RAW DATA:
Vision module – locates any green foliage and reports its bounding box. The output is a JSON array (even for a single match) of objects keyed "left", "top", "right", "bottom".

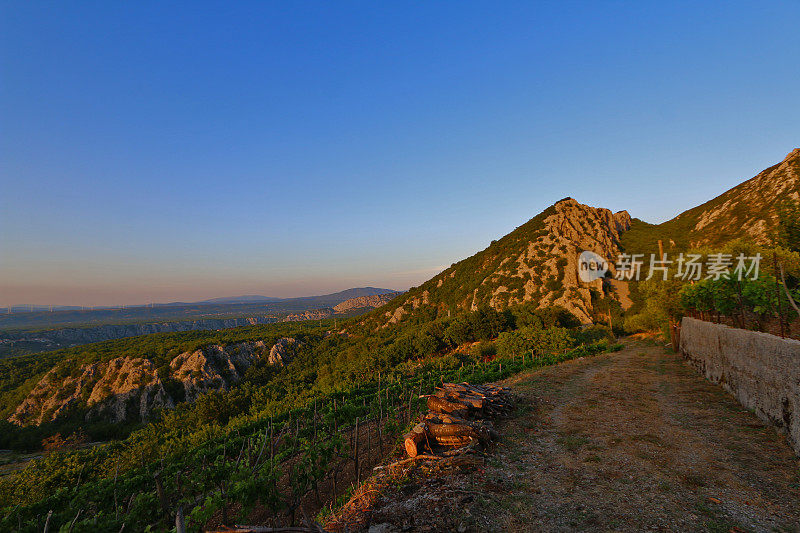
[
  {"left": 775, "top": 201, "right": 800, "bottom": 252},
  {"left": 0, "top": 312, "right": 620, "bottom": 532},
  {"left": 497, "top": 326, "right": 573, "bottom": 357}
]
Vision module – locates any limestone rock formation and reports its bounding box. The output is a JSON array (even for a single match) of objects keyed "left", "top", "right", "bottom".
[
  {"left": 267, "top": 337, "right": 300, "bottom": 366},
  {"left": 9, "top": 338, "right": 288, "bottom": 425},
  {"left": 374, "top": 198, "right": 631, "bottom": 325}
]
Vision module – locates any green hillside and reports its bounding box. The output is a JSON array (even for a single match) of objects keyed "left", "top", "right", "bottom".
[{"left": 622, "top": 148, "right": 800, "bottom": 254}]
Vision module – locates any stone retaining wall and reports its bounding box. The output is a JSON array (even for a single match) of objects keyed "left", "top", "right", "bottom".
[{"left": 680, "top": 317, "right": 800, "bottom": 455}]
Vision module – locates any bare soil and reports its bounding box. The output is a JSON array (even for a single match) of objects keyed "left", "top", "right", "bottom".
[{"left": 330, "top": 339, "right": 800, "bottom": 533}]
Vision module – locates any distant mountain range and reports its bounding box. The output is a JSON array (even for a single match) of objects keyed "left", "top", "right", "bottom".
[
  {"left": 0, "top": 287, "right": 399, "bottom": 331},
  {"left": 7, "top": 287, "right": 398, "bottom": 313}
]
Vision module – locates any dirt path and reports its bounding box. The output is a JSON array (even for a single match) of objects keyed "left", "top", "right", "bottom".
[
  {"left": 350, "top": 340, "right": 800, "bottom": 533},
  {"left": 471, "top": 341, "right": 800, "bottom": 531}
]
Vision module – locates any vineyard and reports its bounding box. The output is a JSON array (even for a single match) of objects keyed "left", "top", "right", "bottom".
[{"left": 0, "top": 341, "right": 620, "bottom": 532}]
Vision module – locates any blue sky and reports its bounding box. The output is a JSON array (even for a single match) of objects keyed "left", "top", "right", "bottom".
[{"left": 0, "top": 2, "right": 800, "bottom": 305}]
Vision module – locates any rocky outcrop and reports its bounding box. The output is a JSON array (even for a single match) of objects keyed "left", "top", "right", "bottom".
[
  {"left": 267, "top": 337, "right": 300, "bottom": 366},
  {"left": 378, "top": 198, "right": 632, "bottom": 326},
  {"left": 9, "top": 338, "right": 300, "bottom": 425},
  {"left": 0, "top": 316, "right": 278, "bottom": 347},
  {"left": 333, "top": 292, "right": 400, "bottom": 313}
]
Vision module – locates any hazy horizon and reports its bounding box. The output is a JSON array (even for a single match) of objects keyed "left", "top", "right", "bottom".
[{"left": 0, "top": 2, "right": 800, "bottom": 306}]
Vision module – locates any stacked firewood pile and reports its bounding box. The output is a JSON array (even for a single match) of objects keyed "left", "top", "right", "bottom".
[{"left": 403, "top": 383, "right": 513, "bottom": 458}]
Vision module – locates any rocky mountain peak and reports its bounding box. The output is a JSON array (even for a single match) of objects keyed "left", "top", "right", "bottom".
[{"left": 783, "top": 148, "right": 800, "bottom": 163}]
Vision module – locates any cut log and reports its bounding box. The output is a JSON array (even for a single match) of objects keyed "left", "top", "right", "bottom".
[
  {"left": 428, "top": 396, "right": 468, "bottom": 417},
  {"left": 403, "top": 422, "right": 425, "bottom": 457}
]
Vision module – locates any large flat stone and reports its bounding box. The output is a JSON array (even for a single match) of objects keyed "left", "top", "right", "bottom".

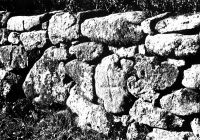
[
  {"left": 81, "top": 11, "right": 147, "bottom": 46},
  {"left": 182, "top": 64, "right": 200, "bottom": 89},
  {"left": 23, "top": 46, "right": 70, "bottom": 106},
  {"left": 20, "top": 30, "right": 47, "bottom": 51},
  {"left": 129, "top": 99, "right": 184, "bottom": 130},
  {"left": 155, "top": 13, "right": 200, "bottom": 33},
  {"left": 160, "top": 89, "right": 200, "bottom": 116},
  {"left": 145, "top": 34, "right": 200, "bottom": 58},
  {"left": 67, "top": 88, "right": 110, "bottom": 135},
  {"left": 7, "top": 14, "right": 46, "bottom": 31},
  {"left": 95, "top": 54, "right": 133, "bottom": 113}
]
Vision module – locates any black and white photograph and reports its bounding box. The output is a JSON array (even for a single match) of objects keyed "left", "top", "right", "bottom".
[{"left": 0, "top": 0, "right": 200, "bottom": 140}]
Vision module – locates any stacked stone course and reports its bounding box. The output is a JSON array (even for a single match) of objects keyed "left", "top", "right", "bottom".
[{"left": 0, "top": 10, "right": 200, "bottom": 140}]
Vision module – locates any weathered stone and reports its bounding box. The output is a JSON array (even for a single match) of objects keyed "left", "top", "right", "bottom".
[
  {"left": 109, "top": 46, "right": 137, "bottom": 58},
  {"left": 95, "top": 54, "right": 133, "bottom": 113},
  {"left": 129, "top": 99, "right": 184, "bottom": 129},
  {"left": 145, "top": 34, "right": 200, "bottom": 57},
  {"left": 7, "top": 14, "right": 46, "bottom": 31},
  {"left": 0, "top": 45, "right": 28, "bottom": 71},
  {"left": 162, "top": 58, "right": 185, "bottom": 67},
  {"left": 146, "top": 128, "right": 198, "bottom": 140},
  {"left": 0, "top": 28, "right": 9, "bottom": 45},
  {"left": 0, "top": 11, "right": 11, "bottom": 28},
  {"left": 20, "top": 30, "right": 47, "bottom": 51},
  {"left": 77, "top": 9, "right": 108, "bottom": 24},
  {"left": 23, "top": 46, "right": 70, "bottom": 106},
  {"left": 182, "top": 64, "right": 200, "bottom": 89},
  {"left": 160, "top": 89, "right": 200, "bottom": 116},
  {"left": 67, "top": 88, "right": 110, "bottom": 135},
  {"left": 48, "top": 12, "right": 80, "bottom": 44},
  {"left": 113, "top": 115, "right": 130, "bottom": 127},
  {"left": 127, "top": 55, "right": 179, "bottom": 101},
  {"left": 69, "top": 42, "right": 104, "bottom": 62},
  {"left": 8, "top": 32, "right": 20, "bottom": 45},
  {"left": 126, "top": 122, "right": 151, "bottom": 140},
  {"left": 141, "top": 12, "right": 171, "bottom": 34},
  {"left": 65, "top": 60, "right": 94, "bottom": 101},
  {"left": 0, "top": 69, "right": 21, "bottom": 101},
  {"left": 155, "top": 13, "right": 200, "bottom": 33},
  {"left": 81, "top": 11, "right": 146, "bottom": 46},
  {"left": 190, "top": 118, "right": 200, "bottom": 138},
  {"left": 138, "top": 44, "right": 146, "bottom": 55}
]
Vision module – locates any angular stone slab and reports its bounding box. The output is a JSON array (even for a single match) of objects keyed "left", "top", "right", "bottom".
[
  {"left": 95, "top": 54, "right": 133, "bottom": 113},
  {"left": 0, "top": 28, "right": 9, "bottom": 45},
  {"left": 65, "top": 59, "right": 94, "bottom": 101},
  {"left": 0, "top": 69, "right": 21, "bottom": 101},
  {"left": 126, "top": 122, "right": 151, "bottom": 140},
  {"left": 146, "top": 128, "right": 196, "bottom": 140},
  {"left": 0, "top": 11, "right": 11, "bottom": 28},
  {"left": 8, "top": 32, "right": 20, "bottom": 45},
  {"left": 7, "top": 14, "right": 47, "bottom": 31},
  {"left": 48, "top": 10, "right": 106, "bottom": 45},
  {"left": 190, "top": 118, "right": 200, "bottom": 138},
  {"left": 155, "top": 13, "right": 200, "bottom": 33},
  {"left": 160, "top": 89, "right": 200, "bottom": 116},
  {"left": 81, "top": 11, "right": 147, "bottom": 46},
  {"left": 0, "top": 45, "right": 28, "bottom": 71},
  {"left": 67, "top": 88, "right": 110, "bottom": 135},
  {"left": 129, "top": 99, "right": 184, "bottom": 129},
  {"left": 182, "top": 64, "right": 200, "bottom": 89},
  {"left": 145, "top": 34, "right": 200, "bottom": 58},
  {"left": 23, "top": 46, "right": 70, "bottom": 106},
  {"left": 141, "top": 12, "right": 171, "bottom": 34},
  {"left": 20, "top": 30, "right": 47, "bottom": 51},
  {"left": 109, "top": 46, "right": 137, "bottom": 58},
  {"left": 127, "top": 55, "right": 179, "bottom": 101},
  {"left": 69, "top": 42, "right": 104, "bottom": 62},
  {"left": 48, "top": 12, "right": 80, "bottom": 44}
]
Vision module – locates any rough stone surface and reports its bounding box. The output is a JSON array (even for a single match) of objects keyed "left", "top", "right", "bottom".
[
  {"left": 182, "top": 64, "right": 200, "bottom": 89},
  {"left": 141, "top": 12, "right": 171, "bottom": 34},
  {"left": 65, "top": 59, "right": 94, "bottom": 101},
  {"left": 20, "top": 30, "right": 47, "bottom": 51},
  {"left": 145, "top": 34, "right": 200, "bottom": 57},
  {"left": 69, "top": 42, "right": 104, "bottom": 62},
  {"left": 190, "top": 118, "right": 200, "bottom": 138},
  {"left": 129, "top": 99, "right": 184, "bottom": 129},
  {"left": 0, "top": 11, "right": 11, "bottom": 28},
  {"left": 126, "top": 122, "right": 151, "bottom": 140},
  {"left": 23, "top": 46, "right": 70, "bottom": 106},
  {"left": 109, "top": 46, "right": 137, "bottom": 58},
  {"left": 95, "top": 54, "right": 133, "bottom": 113},
  {"left": 127, "top": 55, "right": 179, "bottom": 98},
  {"left": 48, "top": 12, "right": 80, "bottom": 44},
  {"left": 81, "top": 11, "right": 146, "bottom": 45},
  {"left": 67, "top": 88, "right": 110, "bottom": 135},
  {"left": 155, "top": 13, "right": 200, "bottom": 33},
  {"left": 146, "top": 128, "right": 198, "bottom": 140},
  {"left": 77, "top": 9, "right": 108, "bottom": 24},
  {"left": 163, "top": 58, "right": 186, "bottom": 67},
  {"left": 0, "top": 69, "right": 21, "bottom": 101},
  {"left": 0, "top": 45, "right": 28, "bottom": 71},
  {"left": 8, "top": 32, "right": 20, "bottom": 45},
  {"left": 0, "top": 28, "right": 9, "bottom": 45},
  {"left": 7, "top": 14, "right": 46, "bottom": 31},
  {"left": 160, "top": 89, "right": 200, "bottom": 116}
]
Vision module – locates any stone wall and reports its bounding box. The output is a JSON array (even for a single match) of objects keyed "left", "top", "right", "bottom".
[{"left": 0, "top": 10, "right": 200, "bottom": 140}]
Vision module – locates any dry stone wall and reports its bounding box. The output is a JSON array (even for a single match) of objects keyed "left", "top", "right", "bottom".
[{"left": 0, "top": 10, "right": 200, "bottom": 140}]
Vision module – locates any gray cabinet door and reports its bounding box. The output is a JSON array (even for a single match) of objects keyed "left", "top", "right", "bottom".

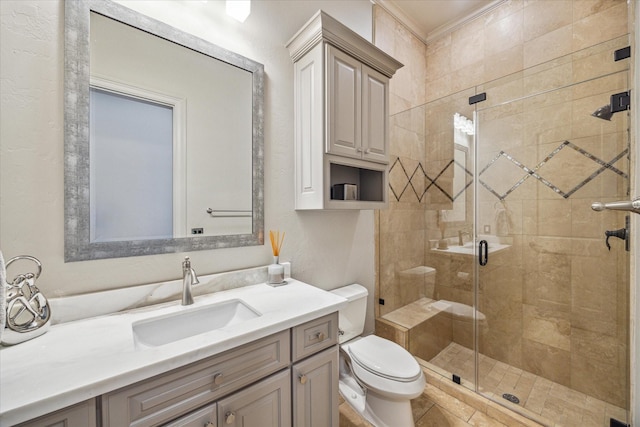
[
  {"left": 102, "top": 330, "right": 290, "bottom": 427},
  {"left": 162, "top": 403, "right": 218, "bottom": 427},
  {"left": 16, "top": 399, "right": 96, "bottom": 427},
  {"left": 291, "top": 345, "right": 339, "bottom": 427},
  {"left": 218, "top": 369, "right": 291, "bottom": 427}
]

SHORT PROBLEM: Please locate every line in the items above that contains the word "green", and copy each of those lines.

REPLY:
Vision module – locates any green foliage and reports its bounding box. The output is a JSON array (even for a single match) of objects keyed "left", "top", "right", "bottom".
Vision module – locates any green hillside and reports its bounding box. The output is a JSON array (even for a single match) of objects keyed "left", "top", "right", "bottom".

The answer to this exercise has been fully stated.